Outline annotation records:
:::::

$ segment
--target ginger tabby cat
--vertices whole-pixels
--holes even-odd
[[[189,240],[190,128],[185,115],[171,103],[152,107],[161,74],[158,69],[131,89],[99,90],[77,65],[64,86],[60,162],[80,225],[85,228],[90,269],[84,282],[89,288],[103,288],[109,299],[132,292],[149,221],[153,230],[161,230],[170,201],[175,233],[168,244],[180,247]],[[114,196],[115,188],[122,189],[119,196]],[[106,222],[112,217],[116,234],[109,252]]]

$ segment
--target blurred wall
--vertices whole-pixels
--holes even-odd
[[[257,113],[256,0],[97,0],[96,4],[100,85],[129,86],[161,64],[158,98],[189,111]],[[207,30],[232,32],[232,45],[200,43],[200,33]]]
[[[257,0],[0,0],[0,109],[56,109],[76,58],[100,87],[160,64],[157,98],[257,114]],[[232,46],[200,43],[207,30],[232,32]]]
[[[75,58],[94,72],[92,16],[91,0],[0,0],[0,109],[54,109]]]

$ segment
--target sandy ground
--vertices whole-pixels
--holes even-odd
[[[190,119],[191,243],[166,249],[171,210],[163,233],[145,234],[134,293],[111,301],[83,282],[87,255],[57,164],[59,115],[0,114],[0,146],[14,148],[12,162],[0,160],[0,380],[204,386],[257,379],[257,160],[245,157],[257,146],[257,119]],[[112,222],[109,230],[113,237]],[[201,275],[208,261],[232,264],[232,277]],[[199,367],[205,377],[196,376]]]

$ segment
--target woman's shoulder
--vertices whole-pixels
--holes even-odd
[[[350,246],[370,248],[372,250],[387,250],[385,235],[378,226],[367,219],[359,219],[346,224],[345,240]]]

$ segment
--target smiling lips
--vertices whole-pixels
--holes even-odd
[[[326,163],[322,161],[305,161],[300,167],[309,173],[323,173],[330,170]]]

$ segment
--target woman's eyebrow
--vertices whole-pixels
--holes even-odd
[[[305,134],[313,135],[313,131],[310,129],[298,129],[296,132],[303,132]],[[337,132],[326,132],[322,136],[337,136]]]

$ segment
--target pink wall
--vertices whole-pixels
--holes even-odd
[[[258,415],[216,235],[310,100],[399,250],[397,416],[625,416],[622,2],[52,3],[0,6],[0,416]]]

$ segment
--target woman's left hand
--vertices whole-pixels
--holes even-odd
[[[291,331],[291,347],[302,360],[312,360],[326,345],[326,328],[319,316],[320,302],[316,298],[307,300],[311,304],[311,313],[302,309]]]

:::::

▶ **Aim**:
Repeat the entries shown above, every one, word for word.

▶ **Correct answer**:
$ segment
--target ginger tabby cat
--vertices whole-pixels
--holes even-odd
[[[189,240],[190,128],[185,115],[171,103],[152,107],[161,74],[158,69],[131,89],[99,90],[77,65],[64,86],[60,162],[80,225],[85,228],[90,269],[84,282],[89,288],[103,288],[109,299],[132,292],[149,221],[153,230],[161,230],[170,201],[175,233],[168,244],[180,247]],[[114,196],[115,188],[122,189],[119,196]],[[106,222],[112,217],[116,234],[109,252]]]

$ segment
--target blurred wall
--vertices whole-pixels
--holes even-odd
[[[257,113],[256,0],[97,0],[96,4],[100,85],[129,86],[161,64],[158,98],[189,111]],[[207,30],[232,32],[232,45],[200,43],[200,33]]]
[[[257,0],[0,0],[0,109],[56,109],[76,58],[100,87],[160,64],[157,98],[257,114]],[[232,46],[200,43],[207,30],[232,32]]]
[[[75,58],[94,72],[92,16],[91,0],[0,0],[0,109],[54,109]]]

$ segment
--target sandy ground
--vertices whole-pixels
--holes even-odd
[[[190,119],[191,243],[166,249],[171,210],[163,233],[145,234],[134,293],[111,301],[83,282],[87,255],[57,164],[59,115],[0,114],[0,146],[14,148],[12,162],[0,160],[0,380],[204,386],[257,379],[257,160],[245,157],[257,146],[257,119]],[[112,222],[109,230],[113,237]],[[201,275],[208,261],[232,264],[232,277]],[[199,367],[205,377],[196,376]]]

$ segment
--target woman's shoulder
--vertices whole-pixels
--holes even-odd
[[[350,246],[370,248],[372,250],[387,250],[385,235],[378,226],[367,219],[359,219],[346,224],[345,240]]]

$ segment
--target smiling lips
--vertices whole-pixels
--holes even-odd
[[[326,163],[322,161],[305,161],[300,167],[309,173],[323,173],[330,170]]]

$ segment
--target woman's eyebrow
--vertices whole-pixels
--holes even-odd
[[[305,134],[313,135],[313,131],[310,129],[298,129],[296,132],[303,132]],[[337,132],[326,132],[322,136],[337,136]]]

$ segment
--target pink wall
--vertices whole-pixels
--holes even-odd
[[[258,415],[216,235],[310,100],[399,250],[397,416],[625,416],[622,2],[52,3],[0,6],[0,416]]]

$ segment
--target woman's left hand
--vertices whole-pixels
--holes even-odd
[[[291,331],[291,347],[302,360],[312,360],[326,345],[326,328],[319,316],[320,302],[316,298],[307,300],[311,304],[311,313],[302,309]]]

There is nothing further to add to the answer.